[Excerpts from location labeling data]
----
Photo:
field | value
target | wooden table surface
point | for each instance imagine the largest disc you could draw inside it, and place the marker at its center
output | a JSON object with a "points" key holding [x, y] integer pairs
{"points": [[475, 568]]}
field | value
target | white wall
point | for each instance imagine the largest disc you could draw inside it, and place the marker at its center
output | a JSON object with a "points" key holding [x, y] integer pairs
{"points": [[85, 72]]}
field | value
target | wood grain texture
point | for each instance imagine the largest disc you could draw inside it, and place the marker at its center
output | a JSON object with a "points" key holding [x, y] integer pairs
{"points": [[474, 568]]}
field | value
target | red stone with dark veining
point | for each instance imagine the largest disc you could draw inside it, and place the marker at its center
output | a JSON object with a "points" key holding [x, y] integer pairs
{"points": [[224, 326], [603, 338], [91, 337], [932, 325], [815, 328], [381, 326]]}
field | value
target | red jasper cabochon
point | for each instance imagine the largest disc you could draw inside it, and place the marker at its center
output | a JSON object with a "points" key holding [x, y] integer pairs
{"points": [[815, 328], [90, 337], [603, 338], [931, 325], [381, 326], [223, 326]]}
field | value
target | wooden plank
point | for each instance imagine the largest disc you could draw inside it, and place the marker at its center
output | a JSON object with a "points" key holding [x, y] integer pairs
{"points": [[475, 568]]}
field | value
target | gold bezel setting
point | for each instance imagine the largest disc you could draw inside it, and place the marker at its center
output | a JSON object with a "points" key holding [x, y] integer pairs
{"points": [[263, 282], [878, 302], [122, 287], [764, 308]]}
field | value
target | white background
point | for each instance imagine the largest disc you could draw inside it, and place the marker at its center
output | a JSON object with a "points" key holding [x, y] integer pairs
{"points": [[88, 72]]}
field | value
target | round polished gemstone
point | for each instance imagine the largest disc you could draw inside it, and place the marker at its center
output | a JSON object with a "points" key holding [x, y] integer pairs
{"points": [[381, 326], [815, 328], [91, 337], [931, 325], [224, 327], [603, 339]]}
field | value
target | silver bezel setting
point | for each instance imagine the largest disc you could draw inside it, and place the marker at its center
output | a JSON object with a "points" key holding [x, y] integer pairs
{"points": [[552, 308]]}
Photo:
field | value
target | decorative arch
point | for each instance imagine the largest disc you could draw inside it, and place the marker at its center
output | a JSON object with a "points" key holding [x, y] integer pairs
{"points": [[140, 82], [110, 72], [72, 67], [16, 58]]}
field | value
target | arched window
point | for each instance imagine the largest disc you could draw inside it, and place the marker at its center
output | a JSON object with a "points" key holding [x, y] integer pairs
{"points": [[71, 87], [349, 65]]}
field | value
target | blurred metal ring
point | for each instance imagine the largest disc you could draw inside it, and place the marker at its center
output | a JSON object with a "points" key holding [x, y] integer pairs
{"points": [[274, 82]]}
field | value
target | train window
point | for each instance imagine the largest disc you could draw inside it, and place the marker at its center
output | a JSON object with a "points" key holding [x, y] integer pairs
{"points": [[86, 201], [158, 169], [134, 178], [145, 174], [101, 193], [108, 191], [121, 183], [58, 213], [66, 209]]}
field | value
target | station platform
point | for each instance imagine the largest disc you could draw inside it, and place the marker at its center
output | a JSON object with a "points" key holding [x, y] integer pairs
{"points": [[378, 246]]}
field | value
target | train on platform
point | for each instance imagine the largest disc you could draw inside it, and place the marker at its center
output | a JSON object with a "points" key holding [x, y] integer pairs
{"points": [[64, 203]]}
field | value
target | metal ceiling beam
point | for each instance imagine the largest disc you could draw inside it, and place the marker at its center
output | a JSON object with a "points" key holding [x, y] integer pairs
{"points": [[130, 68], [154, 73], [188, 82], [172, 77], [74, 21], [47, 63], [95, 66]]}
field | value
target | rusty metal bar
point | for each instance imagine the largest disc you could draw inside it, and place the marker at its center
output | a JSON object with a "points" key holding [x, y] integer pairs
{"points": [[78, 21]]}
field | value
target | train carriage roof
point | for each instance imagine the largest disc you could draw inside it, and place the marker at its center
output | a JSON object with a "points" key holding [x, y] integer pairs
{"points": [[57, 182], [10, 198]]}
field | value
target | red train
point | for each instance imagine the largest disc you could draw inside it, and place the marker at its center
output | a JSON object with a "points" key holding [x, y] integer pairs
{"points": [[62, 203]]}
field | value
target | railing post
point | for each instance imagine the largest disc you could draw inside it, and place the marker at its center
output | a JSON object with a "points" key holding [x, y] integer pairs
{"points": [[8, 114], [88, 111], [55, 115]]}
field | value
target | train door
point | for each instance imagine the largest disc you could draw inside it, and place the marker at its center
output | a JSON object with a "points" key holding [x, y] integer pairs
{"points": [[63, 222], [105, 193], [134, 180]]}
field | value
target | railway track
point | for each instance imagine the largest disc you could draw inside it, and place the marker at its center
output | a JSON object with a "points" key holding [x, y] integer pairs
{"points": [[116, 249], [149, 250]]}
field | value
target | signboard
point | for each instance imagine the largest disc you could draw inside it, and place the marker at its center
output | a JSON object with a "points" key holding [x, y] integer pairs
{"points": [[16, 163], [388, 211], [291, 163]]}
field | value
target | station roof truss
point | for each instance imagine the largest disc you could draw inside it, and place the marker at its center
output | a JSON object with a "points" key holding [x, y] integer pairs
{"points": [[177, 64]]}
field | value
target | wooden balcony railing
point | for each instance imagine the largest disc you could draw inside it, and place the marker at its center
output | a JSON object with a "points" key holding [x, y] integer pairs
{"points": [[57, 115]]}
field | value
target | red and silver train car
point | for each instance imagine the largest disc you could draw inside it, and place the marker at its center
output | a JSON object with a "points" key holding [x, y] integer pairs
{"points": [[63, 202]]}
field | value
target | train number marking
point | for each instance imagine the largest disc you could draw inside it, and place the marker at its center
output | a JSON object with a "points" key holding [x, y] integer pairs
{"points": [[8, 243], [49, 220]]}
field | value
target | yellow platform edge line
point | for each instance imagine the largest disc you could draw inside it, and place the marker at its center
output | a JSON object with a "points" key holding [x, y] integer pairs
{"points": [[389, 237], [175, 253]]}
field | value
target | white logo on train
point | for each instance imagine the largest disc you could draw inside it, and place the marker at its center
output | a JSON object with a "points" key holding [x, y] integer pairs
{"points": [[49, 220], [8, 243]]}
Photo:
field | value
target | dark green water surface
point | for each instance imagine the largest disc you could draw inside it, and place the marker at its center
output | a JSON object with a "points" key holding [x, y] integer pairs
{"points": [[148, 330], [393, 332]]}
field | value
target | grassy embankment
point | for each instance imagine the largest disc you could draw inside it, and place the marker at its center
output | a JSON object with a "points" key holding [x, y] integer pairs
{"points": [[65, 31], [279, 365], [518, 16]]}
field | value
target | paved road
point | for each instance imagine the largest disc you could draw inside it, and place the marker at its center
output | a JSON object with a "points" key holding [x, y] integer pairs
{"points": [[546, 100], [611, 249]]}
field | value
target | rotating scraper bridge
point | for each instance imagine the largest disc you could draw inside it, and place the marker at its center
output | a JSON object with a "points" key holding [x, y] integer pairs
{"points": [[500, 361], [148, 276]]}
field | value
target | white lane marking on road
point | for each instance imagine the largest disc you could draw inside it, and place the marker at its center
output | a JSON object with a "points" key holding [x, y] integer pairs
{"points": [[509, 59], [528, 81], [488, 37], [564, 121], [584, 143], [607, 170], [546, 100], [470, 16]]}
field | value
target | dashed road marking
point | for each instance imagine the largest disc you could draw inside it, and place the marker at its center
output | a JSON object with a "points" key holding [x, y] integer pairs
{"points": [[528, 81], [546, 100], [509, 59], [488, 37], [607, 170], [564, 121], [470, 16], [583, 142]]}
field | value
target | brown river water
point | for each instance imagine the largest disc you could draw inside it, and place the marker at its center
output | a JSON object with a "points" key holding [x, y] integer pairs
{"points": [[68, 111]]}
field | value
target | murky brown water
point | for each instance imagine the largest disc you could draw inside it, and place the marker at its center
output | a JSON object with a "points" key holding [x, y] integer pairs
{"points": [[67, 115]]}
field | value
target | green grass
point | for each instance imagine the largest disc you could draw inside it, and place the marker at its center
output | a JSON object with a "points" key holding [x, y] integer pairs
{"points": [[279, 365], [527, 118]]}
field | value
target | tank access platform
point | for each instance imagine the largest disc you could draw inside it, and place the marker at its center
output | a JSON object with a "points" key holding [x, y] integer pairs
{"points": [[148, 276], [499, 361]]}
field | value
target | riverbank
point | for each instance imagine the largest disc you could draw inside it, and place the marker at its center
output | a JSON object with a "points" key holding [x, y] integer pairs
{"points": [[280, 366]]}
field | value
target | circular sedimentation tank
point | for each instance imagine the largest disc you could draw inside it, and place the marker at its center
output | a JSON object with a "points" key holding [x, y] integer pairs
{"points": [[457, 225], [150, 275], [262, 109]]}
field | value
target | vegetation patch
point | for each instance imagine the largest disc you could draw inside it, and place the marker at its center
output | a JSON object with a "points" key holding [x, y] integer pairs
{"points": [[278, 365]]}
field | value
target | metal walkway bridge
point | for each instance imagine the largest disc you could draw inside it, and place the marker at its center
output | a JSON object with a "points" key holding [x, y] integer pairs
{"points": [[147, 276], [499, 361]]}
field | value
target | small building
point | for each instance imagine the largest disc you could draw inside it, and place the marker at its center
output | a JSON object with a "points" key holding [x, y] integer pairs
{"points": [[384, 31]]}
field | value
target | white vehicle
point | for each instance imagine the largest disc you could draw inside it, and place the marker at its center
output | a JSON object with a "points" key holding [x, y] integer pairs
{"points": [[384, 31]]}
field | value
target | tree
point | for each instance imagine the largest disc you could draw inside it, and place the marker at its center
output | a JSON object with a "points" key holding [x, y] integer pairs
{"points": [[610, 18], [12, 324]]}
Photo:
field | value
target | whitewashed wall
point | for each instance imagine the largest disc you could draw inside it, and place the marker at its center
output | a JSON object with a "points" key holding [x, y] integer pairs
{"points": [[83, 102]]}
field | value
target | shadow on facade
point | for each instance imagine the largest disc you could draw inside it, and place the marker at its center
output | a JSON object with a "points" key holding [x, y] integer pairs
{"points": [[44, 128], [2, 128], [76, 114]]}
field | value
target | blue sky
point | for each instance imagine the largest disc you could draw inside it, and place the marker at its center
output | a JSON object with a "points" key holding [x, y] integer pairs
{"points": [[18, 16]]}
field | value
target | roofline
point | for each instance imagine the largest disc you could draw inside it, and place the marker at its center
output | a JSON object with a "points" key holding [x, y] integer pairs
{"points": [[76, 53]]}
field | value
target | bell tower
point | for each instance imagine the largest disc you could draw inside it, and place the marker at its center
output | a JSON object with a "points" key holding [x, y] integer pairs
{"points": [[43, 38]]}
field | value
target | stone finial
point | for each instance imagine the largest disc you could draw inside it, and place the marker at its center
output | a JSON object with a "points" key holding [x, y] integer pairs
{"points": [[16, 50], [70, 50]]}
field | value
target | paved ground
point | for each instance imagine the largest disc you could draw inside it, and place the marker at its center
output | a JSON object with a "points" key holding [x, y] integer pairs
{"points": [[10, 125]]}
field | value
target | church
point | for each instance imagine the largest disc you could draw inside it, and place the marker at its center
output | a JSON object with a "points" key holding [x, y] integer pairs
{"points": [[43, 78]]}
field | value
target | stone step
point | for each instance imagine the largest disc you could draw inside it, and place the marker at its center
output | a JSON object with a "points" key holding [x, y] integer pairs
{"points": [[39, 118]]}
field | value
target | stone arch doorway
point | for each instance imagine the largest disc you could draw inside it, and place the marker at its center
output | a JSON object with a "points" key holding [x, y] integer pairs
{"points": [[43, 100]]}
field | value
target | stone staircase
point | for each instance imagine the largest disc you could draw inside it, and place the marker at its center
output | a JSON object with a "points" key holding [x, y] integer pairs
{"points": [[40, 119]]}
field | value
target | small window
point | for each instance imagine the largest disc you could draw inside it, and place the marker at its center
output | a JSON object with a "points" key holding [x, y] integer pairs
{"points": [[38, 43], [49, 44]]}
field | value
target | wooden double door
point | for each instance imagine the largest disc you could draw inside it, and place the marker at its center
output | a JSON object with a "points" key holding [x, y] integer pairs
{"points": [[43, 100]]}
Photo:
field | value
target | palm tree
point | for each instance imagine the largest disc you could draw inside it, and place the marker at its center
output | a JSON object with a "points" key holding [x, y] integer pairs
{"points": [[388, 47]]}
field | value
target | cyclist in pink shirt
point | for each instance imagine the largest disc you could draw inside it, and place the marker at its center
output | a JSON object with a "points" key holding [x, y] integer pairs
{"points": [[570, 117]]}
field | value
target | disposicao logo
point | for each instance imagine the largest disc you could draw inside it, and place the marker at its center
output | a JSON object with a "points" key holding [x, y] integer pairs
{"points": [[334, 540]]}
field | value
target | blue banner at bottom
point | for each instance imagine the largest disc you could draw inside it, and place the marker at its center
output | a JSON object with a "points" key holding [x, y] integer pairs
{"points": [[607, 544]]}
----
[Written instruction] Collect every line of the material above that contains the string "marking".

[Response to this exercise]
target | train number marking
target | white lane marking on road
target | dashed road marking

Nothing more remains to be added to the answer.